[Natural-language object grounding data]

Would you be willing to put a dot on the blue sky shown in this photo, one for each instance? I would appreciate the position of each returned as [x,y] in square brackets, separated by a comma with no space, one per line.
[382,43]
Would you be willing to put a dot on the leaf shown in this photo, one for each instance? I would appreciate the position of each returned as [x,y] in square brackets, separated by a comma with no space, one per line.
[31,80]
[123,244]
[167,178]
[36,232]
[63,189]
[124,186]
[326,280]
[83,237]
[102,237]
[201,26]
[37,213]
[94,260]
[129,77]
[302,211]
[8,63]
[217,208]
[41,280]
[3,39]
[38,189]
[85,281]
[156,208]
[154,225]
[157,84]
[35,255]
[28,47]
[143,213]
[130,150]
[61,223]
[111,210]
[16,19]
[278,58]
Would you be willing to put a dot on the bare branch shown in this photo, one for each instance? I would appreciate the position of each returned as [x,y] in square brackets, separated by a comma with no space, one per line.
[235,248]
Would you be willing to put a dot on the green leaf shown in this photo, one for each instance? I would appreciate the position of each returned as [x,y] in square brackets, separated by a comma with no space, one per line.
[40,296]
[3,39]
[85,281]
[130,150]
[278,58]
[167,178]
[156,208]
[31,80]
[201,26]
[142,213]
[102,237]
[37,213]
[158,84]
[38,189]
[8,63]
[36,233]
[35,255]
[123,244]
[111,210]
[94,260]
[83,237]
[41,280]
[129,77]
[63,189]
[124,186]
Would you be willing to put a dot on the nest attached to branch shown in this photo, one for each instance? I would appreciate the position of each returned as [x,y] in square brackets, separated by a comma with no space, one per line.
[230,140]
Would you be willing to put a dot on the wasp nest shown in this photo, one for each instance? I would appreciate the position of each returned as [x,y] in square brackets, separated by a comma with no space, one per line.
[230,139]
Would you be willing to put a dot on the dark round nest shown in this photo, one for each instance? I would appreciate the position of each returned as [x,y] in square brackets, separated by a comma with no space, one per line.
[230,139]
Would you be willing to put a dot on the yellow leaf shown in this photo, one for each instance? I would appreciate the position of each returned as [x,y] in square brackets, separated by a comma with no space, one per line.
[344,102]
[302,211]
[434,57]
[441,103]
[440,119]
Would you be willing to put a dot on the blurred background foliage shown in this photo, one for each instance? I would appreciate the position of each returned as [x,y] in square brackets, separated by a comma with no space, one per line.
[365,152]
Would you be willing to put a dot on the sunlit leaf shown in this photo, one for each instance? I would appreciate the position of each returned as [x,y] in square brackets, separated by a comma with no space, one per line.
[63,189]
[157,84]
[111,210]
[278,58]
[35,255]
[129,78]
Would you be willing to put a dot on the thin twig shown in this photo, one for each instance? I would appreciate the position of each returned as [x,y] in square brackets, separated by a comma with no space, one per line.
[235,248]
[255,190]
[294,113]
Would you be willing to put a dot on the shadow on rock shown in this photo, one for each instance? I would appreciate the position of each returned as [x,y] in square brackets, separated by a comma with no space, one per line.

WORK TO COMPLETE: Every record should be output precisely as it was given.

PROBLEM SOLUTION:
Would you be willing to put a dot on the blue sky shown in this photo, one for each instance? I would appreciate the position of each returned as [x,y] in square brackets, separated by a comma with no space, one per line.
[382,43]
Would you be willing to put a dot on the leaf shown in this photo, one for each instance? I would appreciate the position of each returned as [x,y] in square brackets, separated by a comma with no space, one per line.
[31,80]
[123,244]
[167,178]
[36,232]
[63,189]
[124,186]
[326,280]
[83,237]
[102,237]
[201,26]
[37,213]
[94,260]
[129,77]
[302,211]
[8,63]
[217,208]
[41,280]
[3,39]
[38,189]
[85,281]
[156,208]
[154,225]
[157,84]
[35,255]
[28,47]
[143,213]
[130,150]
[61,223]
[111,210]
[16,19]
[278,58]
Would you be willing to put a dot on the bare branch shown in this photo, one for each instance? I would appreciate the position of each returned as [x,y] in square brackets, separated by a comma with no space, one per line.
[235,248]
Would you be willing to put a dot on the green leaf shown in this photo, one for each instance? I would appreciate the position of each returned as [x,y] in square brackets, separated by a comma with no space, one per line.
[40,296]
[3,39]
[85,281]
[130,150]
[278,58]
[167,178]
[156,208]
[31,80]
[201,26]
[142,213]
[102,237]
[37,213]
[158,84]
[38,189]
[8,63]
[36,233]
[35,255]
[123,244]
[111,210]
[94,260]
[83,237]
[41,280]
[129,77]
[63,189]
[124,186]
Would you be willing to put a dot on the nest attached to branch shown in this photo, one for each instance? I would appreciate the position of each returned as [x,y] in square brackets, separated by a comma with no space, one per line.
[230,140]
Would you be willing to put a dot on the wasp nest shown in this photo, one for each instance? I would appreciate the position of each returned as [x,y] in square brackets, separated by a comma with no space, one per line.
[230,139]
Would you be willing to put a dot on the dark round nest shown in this photo, one for each instance? I would appreciate the position of each returned as [x,y] in square brackets, separated by a comma with no space, one per line.
[230,139]
Would you be willing to put a dot on the yellow leaf shown in this photo, one for each instance? I would appreciate the position of each returned as [x,y] in square brackets, separated by a comma with no space, one per line.
[344,102]
[302,211]
[434,57]
[441,103]
[440,119]
Would you be willing to put a dot on the blurred background foliage shown in this photo, one for each instance? I would appreciate the position of each returned as [x,y] in square brackets, separated by a comma with no space, one per line.
[365,152]
Would you be willing to put a dot on the sunlit leaf shown in this photo, one for each instance? I would appreciate the position of each returned as [x,y] in square brackets, separated by a comma with no space, one per line.
[63,189]
[157,84]
[111,210]
[278,58]
[35,255]
[129,78]
Would you be willing to put a dot on the thin twig shown in this photo, one for each instance? I would appreciate the position of each returned as [x,y] in square brackets, separated by a comma with no space, one per line.
[235,248]
[255,190]
[294,113]
Would you be willing to put a dot on the shadow on rock shown in this photo, one for each instance? I would appreciate the position of each returned as [x,y] in square brackets, separated by a comma with no space, one per line.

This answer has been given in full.